• **Exercise goal**
Pick out each line in the records below that contains the string "shoulder", and copy those lines. Treat uppercase and lowercase letters as different.

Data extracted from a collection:
+--

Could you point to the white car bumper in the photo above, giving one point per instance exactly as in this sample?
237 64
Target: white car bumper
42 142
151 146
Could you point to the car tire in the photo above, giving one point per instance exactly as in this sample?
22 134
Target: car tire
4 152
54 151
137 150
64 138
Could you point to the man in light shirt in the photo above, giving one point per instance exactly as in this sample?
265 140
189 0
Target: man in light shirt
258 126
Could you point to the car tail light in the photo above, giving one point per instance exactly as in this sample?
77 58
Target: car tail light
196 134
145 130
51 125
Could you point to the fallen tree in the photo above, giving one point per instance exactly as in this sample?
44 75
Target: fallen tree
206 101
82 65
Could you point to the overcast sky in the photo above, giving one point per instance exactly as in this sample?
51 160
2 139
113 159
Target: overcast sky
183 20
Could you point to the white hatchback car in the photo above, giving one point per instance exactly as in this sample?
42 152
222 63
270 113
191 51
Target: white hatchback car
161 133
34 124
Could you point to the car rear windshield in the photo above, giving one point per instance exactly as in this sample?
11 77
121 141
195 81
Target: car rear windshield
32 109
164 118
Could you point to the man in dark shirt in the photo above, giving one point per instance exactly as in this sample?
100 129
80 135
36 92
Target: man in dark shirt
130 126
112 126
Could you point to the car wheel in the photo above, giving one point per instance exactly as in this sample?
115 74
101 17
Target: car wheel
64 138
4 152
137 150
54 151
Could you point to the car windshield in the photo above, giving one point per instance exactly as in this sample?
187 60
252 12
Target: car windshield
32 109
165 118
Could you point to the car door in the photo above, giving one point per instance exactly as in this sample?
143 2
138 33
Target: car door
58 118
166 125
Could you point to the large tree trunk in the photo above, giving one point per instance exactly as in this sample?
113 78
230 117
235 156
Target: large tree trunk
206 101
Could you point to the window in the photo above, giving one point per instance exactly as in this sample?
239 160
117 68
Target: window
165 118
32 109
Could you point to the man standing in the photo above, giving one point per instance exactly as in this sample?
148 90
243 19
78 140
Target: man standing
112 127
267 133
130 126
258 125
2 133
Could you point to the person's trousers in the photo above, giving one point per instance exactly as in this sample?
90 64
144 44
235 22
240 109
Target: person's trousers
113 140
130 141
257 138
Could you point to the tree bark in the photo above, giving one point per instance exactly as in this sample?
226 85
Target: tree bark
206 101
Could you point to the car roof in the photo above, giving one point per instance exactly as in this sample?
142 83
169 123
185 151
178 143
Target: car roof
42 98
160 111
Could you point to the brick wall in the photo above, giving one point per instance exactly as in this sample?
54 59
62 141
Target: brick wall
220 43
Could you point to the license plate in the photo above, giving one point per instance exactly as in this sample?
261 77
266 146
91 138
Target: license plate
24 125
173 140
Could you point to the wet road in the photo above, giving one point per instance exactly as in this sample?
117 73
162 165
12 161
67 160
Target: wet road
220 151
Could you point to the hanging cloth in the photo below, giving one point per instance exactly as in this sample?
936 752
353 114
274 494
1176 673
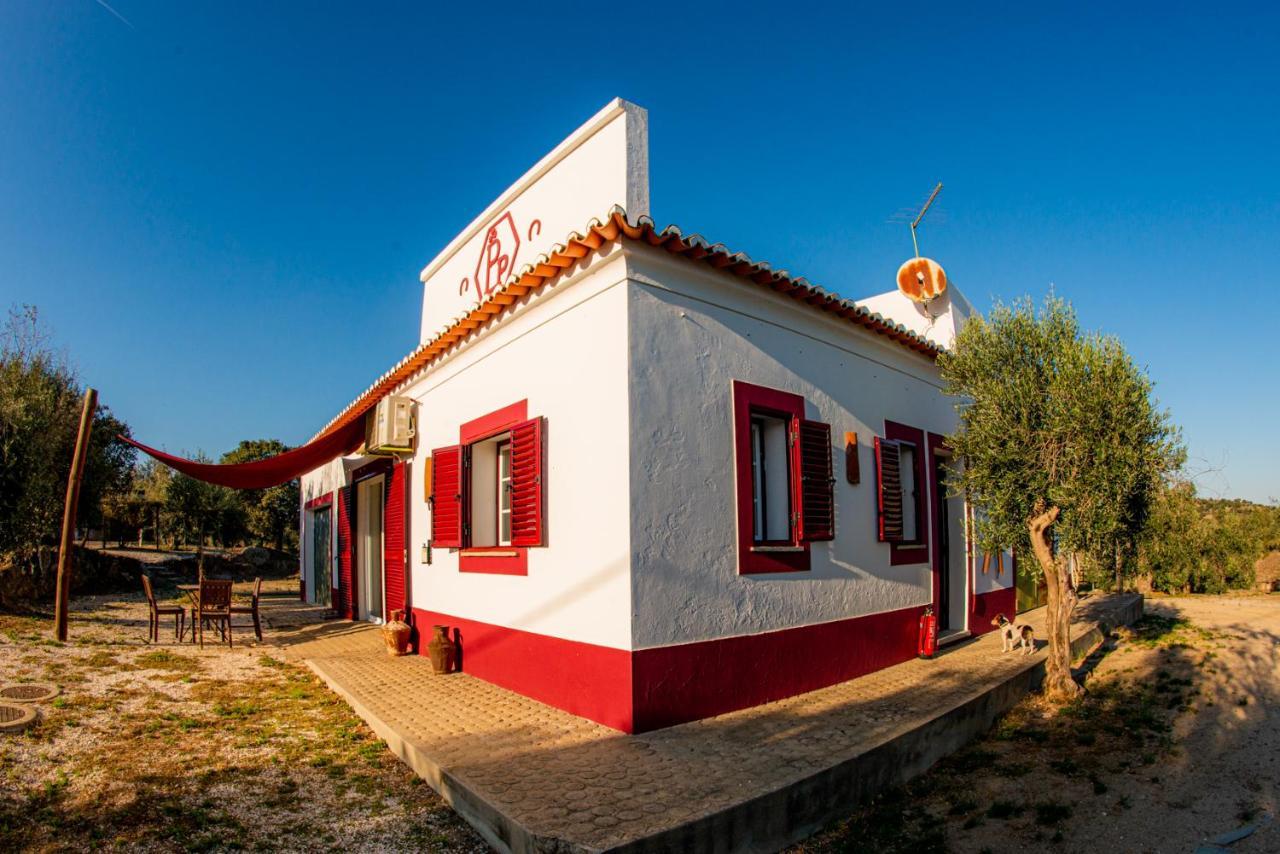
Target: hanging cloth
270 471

+--

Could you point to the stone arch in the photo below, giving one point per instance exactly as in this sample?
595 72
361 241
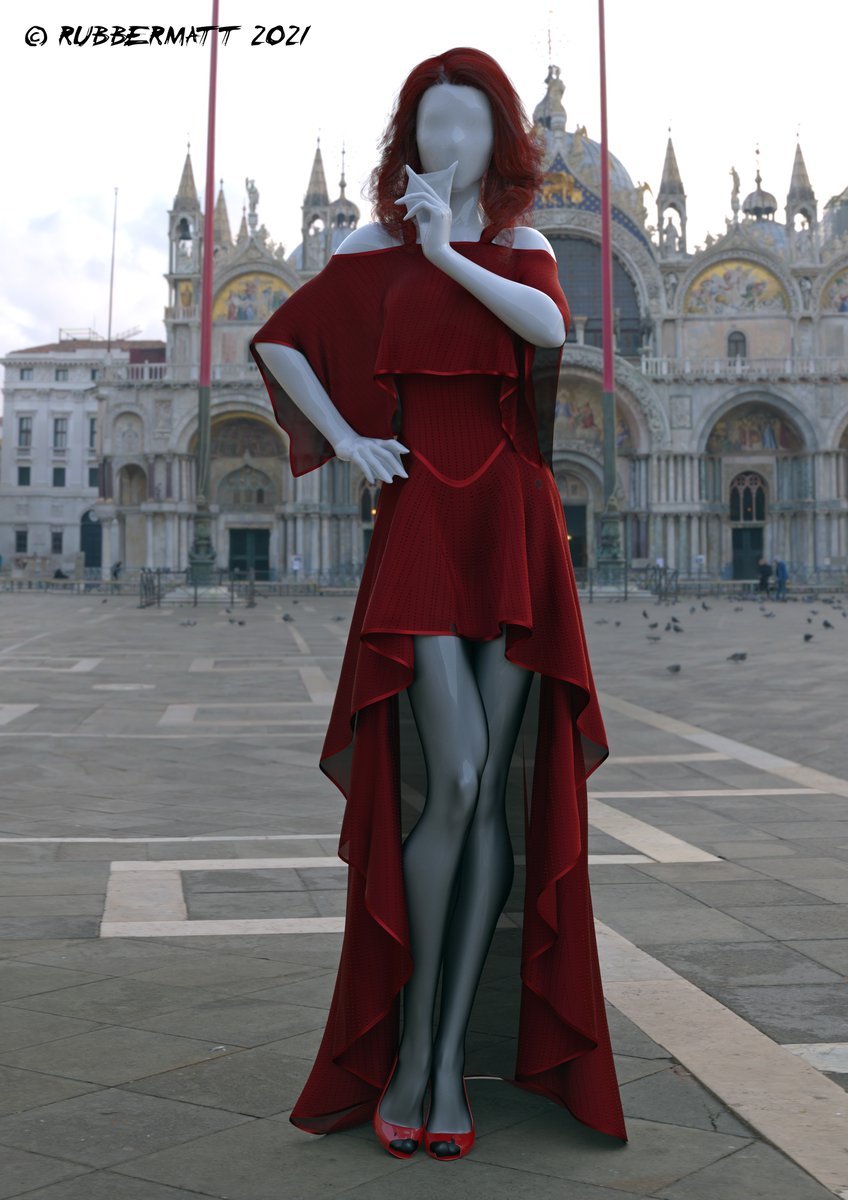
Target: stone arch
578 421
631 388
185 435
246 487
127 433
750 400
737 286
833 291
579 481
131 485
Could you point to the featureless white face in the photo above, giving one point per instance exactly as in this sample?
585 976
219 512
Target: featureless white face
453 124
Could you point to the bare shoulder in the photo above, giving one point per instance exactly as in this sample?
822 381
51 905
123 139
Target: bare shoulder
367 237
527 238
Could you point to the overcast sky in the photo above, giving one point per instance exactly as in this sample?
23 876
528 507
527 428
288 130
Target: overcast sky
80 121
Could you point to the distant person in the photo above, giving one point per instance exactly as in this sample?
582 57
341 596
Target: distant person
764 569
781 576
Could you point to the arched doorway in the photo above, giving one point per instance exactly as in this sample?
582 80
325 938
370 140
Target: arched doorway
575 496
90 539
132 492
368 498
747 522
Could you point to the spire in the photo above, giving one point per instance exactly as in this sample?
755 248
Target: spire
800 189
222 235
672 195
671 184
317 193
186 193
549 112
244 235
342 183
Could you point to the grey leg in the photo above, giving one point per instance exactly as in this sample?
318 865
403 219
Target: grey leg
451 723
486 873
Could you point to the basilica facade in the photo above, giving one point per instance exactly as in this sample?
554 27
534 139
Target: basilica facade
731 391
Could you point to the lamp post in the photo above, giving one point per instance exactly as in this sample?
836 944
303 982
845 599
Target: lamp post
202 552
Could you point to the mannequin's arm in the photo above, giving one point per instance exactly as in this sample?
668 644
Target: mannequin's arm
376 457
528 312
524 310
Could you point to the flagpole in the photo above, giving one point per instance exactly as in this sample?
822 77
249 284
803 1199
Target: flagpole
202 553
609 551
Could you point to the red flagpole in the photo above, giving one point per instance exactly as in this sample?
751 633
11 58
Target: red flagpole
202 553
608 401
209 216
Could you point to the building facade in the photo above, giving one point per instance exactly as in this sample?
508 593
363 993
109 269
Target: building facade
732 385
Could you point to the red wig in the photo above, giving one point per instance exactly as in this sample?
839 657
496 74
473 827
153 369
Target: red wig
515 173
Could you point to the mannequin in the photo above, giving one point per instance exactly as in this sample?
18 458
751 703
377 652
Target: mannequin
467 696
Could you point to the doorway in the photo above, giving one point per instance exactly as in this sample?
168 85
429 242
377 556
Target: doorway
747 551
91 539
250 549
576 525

+--

• **The result**
Could you point to the bare shoulder in the photo above, giving one point per instance exactly as in this sample?
Target: bare shoulder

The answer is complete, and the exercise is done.